Mirarse al espejo puede resultar más que un acto narcisista. A veces, resulta un acto de enfrentamiento con uno mismo, una batalla con indicios de derrota por síntomas de susceptible mortalidad.
Me miro y asumo con pesar que me encuentro presa de la lucha hologramática con mi reflejo, anhelos de un pasado distinto que brotan desde las entrañas. Me miro y elijo ser lo que soy y lo que no soy. Intento reconstruirme explorando nuevos caminos, buscando estímulos mundanos que me hagan sentir, que dejen salir.
Sigo torpe y rústicamente una dialéctica hegeliana que replica: acá estoy, esto es lo que soy; acá no estoy, no soy lo que quiero ser; no quiero no ser lo que no soy. Descubrir-nos, negar-nos, reconstruir-nos.

[INFORMACIÓN PROPORCIONADA]
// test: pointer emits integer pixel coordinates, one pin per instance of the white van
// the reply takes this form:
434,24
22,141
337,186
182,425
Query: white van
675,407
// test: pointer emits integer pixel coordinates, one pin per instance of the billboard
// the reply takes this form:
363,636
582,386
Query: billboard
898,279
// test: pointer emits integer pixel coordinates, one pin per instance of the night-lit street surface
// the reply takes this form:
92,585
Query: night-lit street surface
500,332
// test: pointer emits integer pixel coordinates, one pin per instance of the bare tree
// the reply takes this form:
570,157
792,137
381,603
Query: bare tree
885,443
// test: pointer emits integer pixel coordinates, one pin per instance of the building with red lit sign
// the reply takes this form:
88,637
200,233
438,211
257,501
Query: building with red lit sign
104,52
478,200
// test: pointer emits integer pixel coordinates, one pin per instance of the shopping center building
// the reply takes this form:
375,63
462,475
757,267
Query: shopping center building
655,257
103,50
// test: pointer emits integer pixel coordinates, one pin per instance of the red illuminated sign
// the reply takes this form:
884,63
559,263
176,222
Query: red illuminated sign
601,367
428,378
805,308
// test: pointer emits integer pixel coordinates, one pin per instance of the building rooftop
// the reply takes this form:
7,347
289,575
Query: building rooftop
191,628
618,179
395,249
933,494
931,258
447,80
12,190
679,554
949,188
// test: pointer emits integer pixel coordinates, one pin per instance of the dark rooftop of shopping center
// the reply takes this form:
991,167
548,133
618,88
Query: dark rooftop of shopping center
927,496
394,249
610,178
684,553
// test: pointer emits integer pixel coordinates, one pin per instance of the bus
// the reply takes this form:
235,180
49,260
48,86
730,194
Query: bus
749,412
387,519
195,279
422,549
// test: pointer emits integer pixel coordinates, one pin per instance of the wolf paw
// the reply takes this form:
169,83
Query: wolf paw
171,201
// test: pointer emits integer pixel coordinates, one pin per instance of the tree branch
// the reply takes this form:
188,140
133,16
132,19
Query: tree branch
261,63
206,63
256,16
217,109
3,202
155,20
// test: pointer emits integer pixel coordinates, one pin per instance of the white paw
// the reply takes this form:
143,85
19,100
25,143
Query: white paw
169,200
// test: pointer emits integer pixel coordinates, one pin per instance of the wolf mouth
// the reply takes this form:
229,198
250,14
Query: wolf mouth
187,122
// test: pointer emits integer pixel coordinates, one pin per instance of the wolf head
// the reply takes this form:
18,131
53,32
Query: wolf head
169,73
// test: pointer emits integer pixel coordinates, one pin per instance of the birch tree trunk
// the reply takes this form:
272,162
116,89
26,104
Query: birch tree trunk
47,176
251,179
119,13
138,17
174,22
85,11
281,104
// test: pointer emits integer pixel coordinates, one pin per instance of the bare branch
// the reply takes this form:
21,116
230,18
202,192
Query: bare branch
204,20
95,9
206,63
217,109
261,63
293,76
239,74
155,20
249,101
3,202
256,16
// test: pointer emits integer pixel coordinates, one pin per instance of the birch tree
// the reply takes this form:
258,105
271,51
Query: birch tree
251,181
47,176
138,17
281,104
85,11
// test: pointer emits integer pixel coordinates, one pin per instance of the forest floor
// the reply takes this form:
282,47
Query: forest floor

[ACCIONES A REALIZAR]
**a)** Edita el texto sobre el espejo desde "Mirarse al espejo" hasta "de susceptible mortalidad.", ambos incluidos, y sustituye "espejo" por "cristal".
**b)** ¿Cómo seguirías el texto sobre el espejo a partir de su última frase?

[RESULTADOS POR TAREA]
**a)**
Mirarse al cristal puede resultar más que un acto narcisista. A veces, resulta un acto de enfrentamiento con uno mismo, una batalla con indicios de derrota por síntomas de susceptible mortalidad.

**b)**
Me pregunto si el proceso de florecer aquello que se encontraba perdido en las napas subterráneas será cuestión de ponerle parches al asunto, atarlo con alambre, como dirían algunos. O quizás deba implosionar el edificio para construirlo de nuevo.
Pero como inmolarse no es una buena opción hago espacio. Como si acomodara los muebles de forma estratégica para que logre entrar uno nuevo en una habitación. Muevo piezas, armo el tetris de mi vida. Y mientras tanto, quedan agujeros, y miles de opciones diversas para taparlos. Algunos elementos cuadran mejor que otros, ninguno es perfecto. La bondad del mundo descartable nos deja cambiarlos cuando lo decidamos.